• Texto
◆ ◆ ◆ ◆
E a água?

E a água?

Sequência de fotos da bica da favela Santa Marta, 1978

Luiz Alphonsus

"Lata d'água na cabeça

Lá vai Maria, lá vai Maria

Sobe o morro e não se cansa

Pela mão leva a criança

Lá vai Maria

Lata d'água na cabeça

Lá vai Maria, lá vai Maria

Sobe o morro e não se cansa

Pela mão leva a criança

Lá vai Maria

Maria lava roupa lá no alto

Lutando pelo pão de cada dia

Sonhando com a vida do asfalto

Que acaba onde o morro principia"

(Marchinha do Carnaval de 1955 de Luiz Antonio e Jota Jr.)

Carlos Costa Ribeiro, meu mestre em questões ambientais, me dizia que a água do Rio de Janeiro era tão bem tratada que não havia necessidade de filtrá-la. Podia-se beber direto da bica. Afirmava isso com um ar sério e sempre me acalmava quando eu fazia mil manobras para esterilizar os objetos e a água para o banho do meu filho nascido prematuro. Suas palavras me tranquilizavam momentaneamente, mas logo depois, desconfiada, começava o longo processo de higienização. Lá se vão quarenta anos. O bebê é hoje um homem feito.

Andamos todos amalucados com tantas informações que chegam pelas inúmeras redes. Pessoas alertando para os coliformes fecais e outros falando até em escherichia coli em quantidades anormais na água que chega às torneiras. Médicos e enfermeiras atestam o grande aumento de pessoas com infeção intestinal e vômitos que atribuem à água que bebem. O verão escaldante não ajuda, o pânico se alastra e esvazia as prateleiras dos supermercados de água mineral, para aqueles que o bolso permite. A maioria do povo se vira como pode.

As autoridades custaram a se manifestar e só vieram a público cerca de quinze dias depois do primeiro alerta feito por um cliente da Cedae. Desde o começo disseram em nota que não era nada, não era nada, apenas algas, as agora famosas geosminas, produzidas pela poluição dos rios que chegam à bacia do Guandu e desembocam na estação de tratamento. Enquanto isso, as famosas fake news, os populares boatos e o disse-que-me-disse correm à solta deixando mães aflitas e pessoas enojadas diante da turbidez da água barrenta e mal cheirosa.
◆ ◆ ◆ ◆
[Dados de localização de pontos]
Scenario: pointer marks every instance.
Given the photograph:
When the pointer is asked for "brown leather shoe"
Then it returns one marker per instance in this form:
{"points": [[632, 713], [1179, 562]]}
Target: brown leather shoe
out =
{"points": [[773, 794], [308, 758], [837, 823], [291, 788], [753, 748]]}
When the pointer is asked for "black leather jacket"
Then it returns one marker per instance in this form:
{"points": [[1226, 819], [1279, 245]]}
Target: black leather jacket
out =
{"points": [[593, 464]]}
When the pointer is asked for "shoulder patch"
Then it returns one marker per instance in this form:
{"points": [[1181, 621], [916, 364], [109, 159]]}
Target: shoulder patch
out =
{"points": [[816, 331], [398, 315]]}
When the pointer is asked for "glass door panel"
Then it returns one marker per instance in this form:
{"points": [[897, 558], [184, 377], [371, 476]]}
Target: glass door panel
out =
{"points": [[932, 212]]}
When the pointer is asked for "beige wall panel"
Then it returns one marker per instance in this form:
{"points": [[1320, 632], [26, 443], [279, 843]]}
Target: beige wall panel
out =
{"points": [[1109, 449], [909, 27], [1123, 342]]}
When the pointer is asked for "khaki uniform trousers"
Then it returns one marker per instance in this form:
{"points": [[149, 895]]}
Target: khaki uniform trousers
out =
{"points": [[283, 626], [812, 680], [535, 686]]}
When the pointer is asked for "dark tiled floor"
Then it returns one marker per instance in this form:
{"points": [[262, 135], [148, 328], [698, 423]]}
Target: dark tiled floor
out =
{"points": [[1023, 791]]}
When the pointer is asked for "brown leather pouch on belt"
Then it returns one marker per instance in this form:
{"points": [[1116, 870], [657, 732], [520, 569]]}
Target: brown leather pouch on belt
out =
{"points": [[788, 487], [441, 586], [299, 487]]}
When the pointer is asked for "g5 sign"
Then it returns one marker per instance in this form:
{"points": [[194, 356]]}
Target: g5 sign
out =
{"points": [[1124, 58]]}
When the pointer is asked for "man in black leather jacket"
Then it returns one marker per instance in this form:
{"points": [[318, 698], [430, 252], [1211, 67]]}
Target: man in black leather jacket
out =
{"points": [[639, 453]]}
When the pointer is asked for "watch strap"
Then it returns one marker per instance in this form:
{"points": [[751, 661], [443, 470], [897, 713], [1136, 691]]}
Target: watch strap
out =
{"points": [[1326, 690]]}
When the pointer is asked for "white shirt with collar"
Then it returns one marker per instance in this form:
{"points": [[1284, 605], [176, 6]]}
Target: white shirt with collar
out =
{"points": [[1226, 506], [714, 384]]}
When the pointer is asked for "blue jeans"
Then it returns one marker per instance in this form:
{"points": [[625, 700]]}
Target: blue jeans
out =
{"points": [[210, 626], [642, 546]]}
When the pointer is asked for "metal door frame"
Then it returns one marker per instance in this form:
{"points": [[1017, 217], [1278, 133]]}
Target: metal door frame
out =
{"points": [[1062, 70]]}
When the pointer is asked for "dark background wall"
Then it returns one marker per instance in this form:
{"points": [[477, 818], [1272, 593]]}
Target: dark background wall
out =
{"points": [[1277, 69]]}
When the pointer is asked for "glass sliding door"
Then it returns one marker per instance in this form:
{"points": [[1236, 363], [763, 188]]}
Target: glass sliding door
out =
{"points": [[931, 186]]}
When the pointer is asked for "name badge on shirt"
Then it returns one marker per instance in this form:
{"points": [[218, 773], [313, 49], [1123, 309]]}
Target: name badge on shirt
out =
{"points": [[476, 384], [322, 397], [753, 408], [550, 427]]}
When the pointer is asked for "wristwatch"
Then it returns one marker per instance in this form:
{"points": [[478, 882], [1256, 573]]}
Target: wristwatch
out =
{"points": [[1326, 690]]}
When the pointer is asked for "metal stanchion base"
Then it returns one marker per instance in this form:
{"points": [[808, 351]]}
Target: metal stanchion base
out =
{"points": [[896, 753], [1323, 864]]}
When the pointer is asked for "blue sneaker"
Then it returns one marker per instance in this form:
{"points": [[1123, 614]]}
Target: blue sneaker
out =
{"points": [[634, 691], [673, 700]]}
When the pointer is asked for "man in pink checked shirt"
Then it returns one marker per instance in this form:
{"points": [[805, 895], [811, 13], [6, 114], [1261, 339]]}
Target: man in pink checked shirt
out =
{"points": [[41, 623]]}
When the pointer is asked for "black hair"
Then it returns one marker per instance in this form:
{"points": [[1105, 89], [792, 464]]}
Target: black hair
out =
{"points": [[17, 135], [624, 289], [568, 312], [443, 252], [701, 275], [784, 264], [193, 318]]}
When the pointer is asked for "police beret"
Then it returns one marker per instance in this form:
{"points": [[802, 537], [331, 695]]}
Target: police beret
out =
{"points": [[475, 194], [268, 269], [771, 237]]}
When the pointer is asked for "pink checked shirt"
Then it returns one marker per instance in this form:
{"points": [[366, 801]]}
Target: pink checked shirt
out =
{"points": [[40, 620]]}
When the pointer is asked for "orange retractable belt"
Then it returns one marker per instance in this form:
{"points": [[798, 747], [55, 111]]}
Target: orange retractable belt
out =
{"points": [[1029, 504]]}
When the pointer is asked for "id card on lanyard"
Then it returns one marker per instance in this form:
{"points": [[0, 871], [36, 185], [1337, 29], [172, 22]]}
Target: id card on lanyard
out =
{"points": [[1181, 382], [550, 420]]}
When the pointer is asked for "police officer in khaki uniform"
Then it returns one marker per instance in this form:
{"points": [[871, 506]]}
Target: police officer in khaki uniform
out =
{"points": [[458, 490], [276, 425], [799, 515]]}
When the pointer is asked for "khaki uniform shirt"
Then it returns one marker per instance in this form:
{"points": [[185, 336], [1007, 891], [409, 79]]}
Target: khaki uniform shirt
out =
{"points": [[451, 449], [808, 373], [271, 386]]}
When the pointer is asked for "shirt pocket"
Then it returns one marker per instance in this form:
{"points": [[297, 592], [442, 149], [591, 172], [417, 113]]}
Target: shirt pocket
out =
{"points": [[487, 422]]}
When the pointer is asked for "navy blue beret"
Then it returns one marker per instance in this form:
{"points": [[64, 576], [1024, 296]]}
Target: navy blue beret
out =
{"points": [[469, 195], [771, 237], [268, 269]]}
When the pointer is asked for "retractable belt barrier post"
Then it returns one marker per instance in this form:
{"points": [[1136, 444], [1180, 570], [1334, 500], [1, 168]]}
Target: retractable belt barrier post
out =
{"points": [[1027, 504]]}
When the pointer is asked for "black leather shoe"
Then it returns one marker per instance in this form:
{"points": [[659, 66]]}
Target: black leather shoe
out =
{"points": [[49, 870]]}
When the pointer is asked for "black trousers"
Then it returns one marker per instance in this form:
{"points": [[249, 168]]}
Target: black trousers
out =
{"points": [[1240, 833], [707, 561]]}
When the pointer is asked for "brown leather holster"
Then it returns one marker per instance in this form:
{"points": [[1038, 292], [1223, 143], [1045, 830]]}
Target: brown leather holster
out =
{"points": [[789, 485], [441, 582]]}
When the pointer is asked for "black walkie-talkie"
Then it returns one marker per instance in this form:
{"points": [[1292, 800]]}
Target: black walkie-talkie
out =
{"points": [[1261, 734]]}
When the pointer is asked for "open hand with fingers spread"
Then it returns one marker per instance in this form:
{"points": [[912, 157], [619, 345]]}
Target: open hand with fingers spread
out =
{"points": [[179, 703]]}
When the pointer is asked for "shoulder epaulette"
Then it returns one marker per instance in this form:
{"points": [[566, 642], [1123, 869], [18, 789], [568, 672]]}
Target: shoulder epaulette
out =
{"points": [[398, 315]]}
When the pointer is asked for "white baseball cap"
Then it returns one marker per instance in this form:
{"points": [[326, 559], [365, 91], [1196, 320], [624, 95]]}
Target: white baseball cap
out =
◆ ◆ ◆ ◆
Por favor, retome o texto sobre a qualidade da água no Rio de Janeiro, escrevendo a continuação logo depois da última frase apresentada.

• Área de resposta
Que saudade do Carlos! Sei que não posso trazê-lo de volta para nosso convívio e mesmo assim, nos últimos dias, tenho me pegado, volta e meia, quase ligando para ele. O que Carlos diria sobre a água turva e mal cheirosa que está sendo oferecida aos cidadãos do Rio de Janeiro?

Certamente, desta vez seria mais cauteloso e sugeriria esperar exames mais acurados, mas ainda assim, acho, confiaria na capacidade dos técnicos de solucionar rapidamente os problemas apresentados pela Companhia que desde 1955, passando por muitas ampliações, abastece hoje nove milhões de pessoas e, como informa sua página na internet, na vazão de 43 mil litros por segundo para Nilópolis, Nova Iguaçu, Duque de Caxias, Belford Roxo, São João de Meriti, Itaguaí, Queimados e Rio de Janeiro – um record no Guinness Book. Enquanto os exames não chegam, sofremos com os boatos, as teorias da conspiração e o medo de sermos contaminados.

Maria, faz tempo, não carrega mais a lata d"água na cabeça. Favela e asfalto agora sofrem dos mesmos males produzidos por governantes selvagens e pela incúria dos responsáveis pelo saneamento básico. Há anos se fala na importância de cuidar dos rios que chegam à bacia do rio Guandu. Nada foi feito, transformando dessa forma a estação de tratamento, nas palavras do biólogo Mário Moscatelli, em uma estação de tratamento de esgoto. Segundo o especialista, para a massa de fezes que chega ao Guandu se converter em água potável tem de se fazer uma verdadeira alquimia com mil filtragens e muita química.

No dia de São Sebastião, dia 20 de janeiro, padroeiro do Rio de Janeiro, certamente foram muitos os pedidos para que ele nos socorra. Fato é que nas próximas eleições para prefeito devem ser cobrados planos de saneamento que dependem mais da vontade política do que de verbas. O Rio de Janeiro tem jeito, mas precisamos nos mobilizar.